The result is that the versioning system trivially handles the case that requires the extra tombstone concept previously.

Versioning Structure

The above scenarios suggest a design for the data structures that underlie the revised versioning model. The system includes:

  • A Segment Table that lists all segment files. Unlike the existing segment table, the revised table includes no version information. A segment is just a file in deep storage, tracked by the segment table.
  • A Version Table that lists all versions and their included segments. (But see below for a nuanced structure.)
  • A time chunk lock table that identifies which task holds a replace (exclusive) lock on each time chunk.

The version table could naively hold the set of segments in that version. (That is, the materialized segment set.) However, we can learn from Git here: the segment table can hold just deltas. That is, every version is assumed to include all the segments from the previous version except for deltas. Delta records are either drops or adds.

Thus, for the scenario above, segment table records might be of the form (time chunk, version, action, segment):

(T, 1, ADD, S1)
(T, 1, ADD, S2)
(T, 2, ADD, S3)
(T, 3, ADD, S4)

Then, for the two concurrent ingest/replacement scenarios, we have either:

(T, 4, ADD, S5)
(T, 4, ADD, S6)
(T, 5, DROP, S1)
(T, 5, DROP, S2)
(T, 5, DROP, S3)
(T, 5, DROP, S5)
(T, 5, ADD, S7)

Or:

(T, 4, DROP, S1)
(T, 4, DROP, S2)
(T, 4, DROP, S3)
(T, 4, DROP, S5)
(T, 4, ADD, S6)
(T, 5, ADD, S7)
(T, 5, ADD, S8)

And, for the tombstone scenario:

(T, 3, DROP, S1)
(T, 3, DROP, S2)
(T, 3, DROP, S3)
(T, 3, DROP, S5)

In this scenario, we commute version V as:

  • Compute the set of segments in version V-1.
  • Add all ADD segments.
  • Drop all DROP segments.

If the number of versions is small, the delta-based approach is sufficient. If the number becomes large, we can define an additional “key frame” table: a table that materializes an entire version. Reconstructing a version is then like reconstructing a video:

  • Find the most recent key frame.

▶ _DATA SECTION_:
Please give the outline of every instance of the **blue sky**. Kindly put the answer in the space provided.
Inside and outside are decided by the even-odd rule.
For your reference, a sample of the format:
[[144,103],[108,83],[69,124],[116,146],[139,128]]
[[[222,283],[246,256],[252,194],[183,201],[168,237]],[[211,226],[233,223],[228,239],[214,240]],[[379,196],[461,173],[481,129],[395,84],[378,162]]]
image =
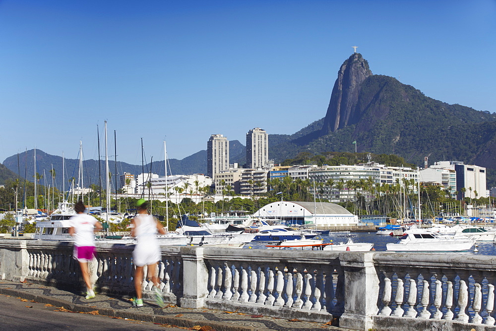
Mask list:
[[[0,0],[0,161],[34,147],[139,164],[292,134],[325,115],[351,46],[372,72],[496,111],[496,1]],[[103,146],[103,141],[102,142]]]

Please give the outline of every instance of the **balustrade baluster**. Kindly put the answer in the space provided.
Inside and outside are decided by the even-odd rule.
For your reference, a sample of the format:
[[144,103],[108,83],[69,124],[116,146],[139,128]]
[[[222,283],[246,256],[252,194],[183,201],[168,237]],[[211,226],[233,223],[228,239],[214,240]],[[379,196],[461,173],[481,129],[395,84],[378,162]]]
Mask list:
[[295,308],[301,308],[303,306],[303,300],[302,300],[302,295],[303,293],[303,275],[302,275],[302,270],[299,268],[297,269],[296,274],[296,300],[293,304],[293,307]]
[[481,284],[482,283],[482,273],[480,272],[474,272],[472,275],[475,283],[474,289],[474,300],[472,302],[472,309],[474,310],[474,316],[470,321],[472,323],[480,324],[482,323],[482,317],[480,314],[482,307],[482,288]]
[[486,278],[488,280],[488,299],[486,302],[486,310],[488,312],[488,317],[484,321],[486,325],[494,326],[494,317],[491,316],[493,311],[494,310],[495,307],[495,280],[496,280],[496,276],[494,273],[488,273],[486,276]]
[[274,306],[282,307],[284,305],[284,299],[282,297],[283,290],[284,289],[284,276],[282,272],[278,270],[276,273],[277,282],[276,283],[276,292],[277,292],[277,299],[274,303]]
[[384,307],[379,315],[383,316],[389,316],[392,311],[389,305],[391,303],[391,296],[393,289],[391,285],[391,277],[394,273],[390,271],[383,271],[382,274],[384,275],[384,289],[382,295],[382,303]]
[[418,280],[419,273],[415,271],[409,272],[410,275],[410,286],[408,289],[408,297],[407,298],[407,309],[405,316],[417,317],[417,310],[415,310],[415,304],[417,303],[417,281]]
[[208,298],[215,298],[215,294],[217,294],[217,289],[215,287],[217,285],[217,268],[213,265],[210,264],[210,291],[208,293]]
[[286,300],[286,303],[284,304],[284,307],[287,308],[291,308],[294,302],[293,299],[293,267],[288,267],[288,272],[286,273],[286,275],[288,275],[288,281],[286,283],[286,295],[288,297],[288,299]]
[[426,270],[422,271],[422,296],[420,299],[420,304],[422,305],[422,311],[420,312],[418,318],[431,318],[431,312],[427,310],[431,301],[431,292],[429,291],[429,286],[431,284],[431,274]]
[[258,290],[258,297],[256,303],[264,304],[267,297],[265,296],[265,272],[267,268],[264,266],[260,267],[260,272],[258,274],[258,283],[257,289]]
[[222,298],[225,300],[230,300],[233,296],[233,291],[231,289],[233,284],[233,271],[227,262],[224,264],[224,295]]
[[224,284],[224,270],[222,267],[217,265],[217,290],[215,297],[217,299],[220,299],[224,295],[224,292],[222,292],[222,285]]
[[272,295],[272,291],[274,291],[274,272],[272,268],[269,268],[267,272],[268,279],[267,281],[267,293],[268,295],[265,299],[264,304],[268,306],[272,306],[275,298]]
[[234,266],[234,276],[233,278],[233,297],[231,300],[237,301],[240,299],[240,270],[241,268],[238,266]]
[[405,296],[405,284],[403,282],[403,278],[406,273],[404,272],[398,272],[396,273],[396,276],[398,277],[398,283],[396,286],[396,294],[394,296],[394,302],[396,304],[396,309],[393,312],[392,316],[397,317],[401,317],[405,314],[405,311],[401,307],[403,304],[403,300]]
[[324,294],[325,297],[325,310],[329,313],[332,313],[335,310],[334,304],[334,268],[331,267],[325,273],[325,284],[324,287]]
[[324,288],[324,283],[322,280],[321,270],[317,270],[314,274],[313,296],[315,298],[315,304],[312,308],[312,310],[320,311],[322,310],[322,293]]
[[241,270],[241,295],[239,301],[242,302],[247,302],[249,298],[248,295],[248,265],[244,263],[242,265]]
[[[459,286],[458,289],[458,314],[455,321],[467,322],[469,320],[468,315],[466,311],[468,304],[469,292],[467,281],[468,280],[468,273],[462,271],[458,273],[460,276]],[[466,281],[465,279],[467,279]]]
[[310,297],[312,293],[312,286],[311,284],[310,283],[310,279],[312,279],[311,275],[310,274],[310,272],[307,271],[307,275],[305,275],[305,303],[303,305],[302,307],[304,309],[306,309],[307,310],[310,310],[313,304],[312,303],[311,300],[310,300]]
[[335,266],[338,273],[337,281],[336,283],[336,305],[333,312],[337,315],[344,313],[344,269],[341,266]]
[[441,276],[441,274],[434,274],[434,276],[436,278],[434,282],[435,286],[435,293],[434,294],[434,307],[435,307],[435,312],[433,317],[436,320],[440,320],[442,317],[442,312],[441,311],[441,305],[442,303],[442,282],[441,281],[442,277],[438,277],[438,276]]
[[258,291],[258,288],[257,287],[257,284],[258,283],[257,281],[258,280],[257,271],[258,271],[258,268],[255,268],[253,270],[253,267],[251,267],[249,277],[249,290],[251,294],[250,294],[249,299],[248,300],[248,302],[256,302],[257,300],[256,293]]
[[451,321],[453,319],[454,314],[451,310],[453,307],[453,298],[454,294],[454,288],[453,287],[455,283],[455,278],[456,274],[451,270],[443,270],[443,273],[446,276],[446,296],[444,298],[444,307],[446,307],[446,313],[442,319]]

▶ _WHAT THE TASK ASKS_: Can you write out the entire text on the versioning design word for word? The records can be set aside.

▶ _COMPLETED EXERCISE_:
The result is that the versioning system trivially handles the case that requires the extra tombstone concept previously.

Versioning Structure

The above scenarios suggest a design for the data structures that underlie the revised versioning model. The system includes:

  • A Segment Table that lists all segment files. Unlike the existing segment table, the revised table includes no version information. A segment is just a file in deep storage, tracked by the segment table.
  • A Version Table that lists all versions and their included segments. (But see below for a nuanced structure.)
  • A time chunk lock table that identifies which task holds a replace (exclusive) lock on each time chunk.

The version table could naively hold the set of segments in that version. (That is, the materialized segment set.) However, we can learn from Git here: the segment table can hold just deltas. That is, every version is assumed to include all the segments from the previous version except for deltas. Delta records are either drops or adds.

Thus, for the scenario above, segment table records might be of the form (time chunk, version, action, segment):

(T, 1, ADD, S1)
(T, 1, ADD, S2)
(T, 2, ADD, S3)
(T, 3, ADD, S4)

Then, for the two concurrent ingest/replacement scenarios, we have either:

(T, 4, ADD, S5)
(T, 4, ADD, S6)
(T, 5, DROP, S1)
(T, 5, DROP, S2)
(T, 5, DROP, S3)
(T, 5, DROP, S5)
(T, 5, ADD, S7)

Or:

(T, 4, DROP, S1)
(T, 4, DROP, S2)
(T, 4, DROP, S3)
(T, 4, DROP, S5)
(T, 4, ADD, S6)
(T, 5, ADD, S7)
(T, 5, ADD, S8)

And, for the tombstone scenario:

(T, 3, DROP, S1)
(T, 3, DROP, S2)
(T, 3, DROP, S3)
(T, 3, DROP, S5)

In this scenario, we commute version V as:

  • Compute the set of segments in version V-1.
  • Add all ADD segments.
  • Drop all DROP segments.

If the number of versions is small, the delta-based approach is sufficient. If the number becomes large, we can define an additional “key frame” table: a table that materializes an entire version. Reconstructing a version is then like reconstructing a video:

  • Find the most recent key frame.